• **İstek A**: Alıntı metinde yeşil ışık yandıktan sonra minibüs karşı şeride geçemiyor ve diğer yönden gelen arabaların önünde kalıyor. Bunun sebebini metnin verdiği gerekçeye dayanarak bir iki cümleyle açıklayın.

• **Alıntı metin**:
════

4 Şubat 2014 Salı

Mutlu olmak zorunda mıyız?


Bergman'ın "Yedici Mühür" filminde hiç unutamadığım bir sahne vardır. Genç silahşör Squire kilisenin kapısından içeri girdiğinde bir ressam duvarlara resimler çizmektedir. Kapkara kıyafetler içinde bir adam ve peşinde bir sürü gölge, adeta dans etmektedir. Jöns Squire baktığı resimleri anlamlandıramamış olacak ki ressamla arasında şu diyaloglar geçer.

SİLAHŞÖR: Bunlar ne?
RESSAM: Ölümün dansı.
SİLAHŞÖR: Bunları niye çiziyorsun?
RESSAM: İnsanlara bir gün öleceklerini hatırlatmak için.
SİLAHŞÖR: Bu onları mutlu etmez ki.
RESSAM: Niye hep mutlu olsunlar ki? Niye
biraz da korkmasınlar?


18 Ocak 2014 Cumartesi

Minibüsün içinde misiniz? Yoksa dışında mı?

İstanbul’un kalabalık caddelerinden biri…
Geliş gidiş iki şeritte de yoğun bir trafik var.
Bir de bu caddeye girmek için sırada bekleyen arabalar.
Arabaların arkasında da bir yolcu minibüsü…
İşte bendeniz de o minibüsün içindeyim.
Neden içindeyim?
Ne yapıyorum?
Nereye gidiyorum?
Bunların hiçbir önemi yok.
Önümüzde bir lamba var sadece ve birazdan yeşil ışık yanacak biz de karşı caddeye geçip yolumuza devam edeceğiz.
Sözü uzatmaya gerek yok, uzun bir bekleyişin ardından yeşil ışık yanıyor ve minibüs öndeki arabalarla birlikte hareketleniyor. Fakat daha karşı şeride varamadan araba yoğunluğundan dolayı diğer taraftan gelen arabaların önünde duvar gibi kalakalıyor. İlerleyemiyor çünkü önünde trafik var, geri dönmesi de mümkün görünmüyor. Diğer şeride yeşil yandığı halde minibüsten dolayı geçemiyor adamlar.
Ardından korna sesleri başlıyor. Çok geçmeden bir siren sesi ve polis anonsu geliyor.
“Minibüs! Ne işin var orada minibüs?!”
Minibüs şoförü anlaşılan duygusal bir adam içerliyor polisin bu anonsuna.
“Minibüs, hemen minibüs! Sanki başka araba yok. Günah keçisiyiz ya. Hemen minibüs tabi!”
Yolculardan bir kaçı da ortak oluyorlar onun bu sitemine.
“Senin ne suçun var abi, trafik ilerlemiyor.”
“Bu kadar kısa ışık olur mu?”
“Beklesinler, herkes özel arabasına binmeyi biliyor.”
Sanki söz sırası bana gelmiş gibi bakıyorum, bir şeyler söylemem lazım.
“Şimdi minibüsün içindeyiz ya sana hak veriyoruz kaptan, ama dışında olsak kesin biz de küfrederdik.”
Diyemedim tabi. Kafamın içinden gelip geçti sadece.


19 Mayıs 2013 Pazar

hiçbir şey sadece hiçbir şey değildir




Bu sabah her sabahki gibi evden çıktım...

════

• **Veriler**:
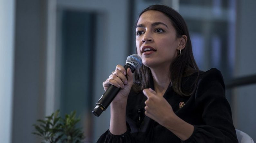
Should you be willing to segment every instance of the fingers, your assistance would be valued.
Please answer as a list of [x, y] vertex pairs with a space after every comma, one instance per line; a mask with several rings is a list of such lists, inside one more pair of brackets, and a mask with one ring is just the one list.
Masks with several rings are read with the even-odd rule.
[[127, 78], [129, 83], [132, 84], [133, 83], [133, 74], [129, 68], [127, 69]]
[[[109, 75], [109, 78], [112, 78], [114, 80], [118, 80], [118, 79], [119, 78], [120, 80], [118, 80], [117, 81], [120, 81], [121, 82], [119, 82], [120, 85], [121, 84], [126, 84], [128, 83], [128, 81], [126, 77], [125, 76], [126, 75], [124, 75], [123, 73], [118, 69], [116, 70], [115, 71], [113, 72], [113, 74], [112, 74]], [[121, 83], [122, 82], [122, 83]]]
[[[126, 76], [127, 74], [127, 78]], [[109, 76], [109, 78], [102, 83], [106, 91], [109, 84], [116, 87], [124, 88], [125, 86], [129, 83], [130, 85], [133, 83], [133, 73], [130, 69], [128, 68], [127, 71], [122, 66], [117, 66], [116, 70], [113, 71]]]
[[126, 75], [126, 71], [125, 70], [123, 67], [120, 65], [117, 65], [116, 67], [116, 71], [117, 70], [119, 70], [124, 75]]
[[151, 96], [156, 94], [156, 91], [153, 90], [151, 88], [144, 89], [143, 91], [143, 93], [147, 98], [148, 99], [149, 97]]

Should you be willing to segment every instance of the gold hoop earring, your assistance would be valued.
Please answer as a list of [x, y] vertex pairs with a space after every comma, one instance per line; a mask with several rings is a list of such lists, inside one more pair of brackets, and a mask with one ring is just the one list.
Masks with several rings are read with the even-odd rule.
[[180, 54], [181, 53], [181, 49], [180, 49], [178, 50], [178, 55], [179, 56]]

════

• **İstek B**: Veri satırlarını en baştan başlayarak "68], [127, 69]]" geçen satırın sonuna kadar, iki ucu da dahil, olduğu gibi çıktı olarak verin. Resimleri yanıta katmayın.

• **Doğru yanıt A**: Caddedeki araba yoğunluğu yüzünden minibüsün önünde trafik var, bu yüzden ilerleyemiyor. Geri dönmesi de mümkün görünmediği için diğer taraftan gelen arabaların önünde duvar gibi kalakalıyor.

• **Doğru yanıt B**:
Should you be willing to segment every instance of the fingers, your assistance would be valued.
Please answer as a list of [x, y] vertex pairs with a space after every comma, one instance per line; a mask with several rings is a list of such lists, inside one more pair of brackets, and a mask with one ring is just the one list.
Masks with several rings are read with the even-odd rule.
[[127, 78], [129, 83], [132, 84], [133, 83], [133, 74], [129, 68], [127, 69]]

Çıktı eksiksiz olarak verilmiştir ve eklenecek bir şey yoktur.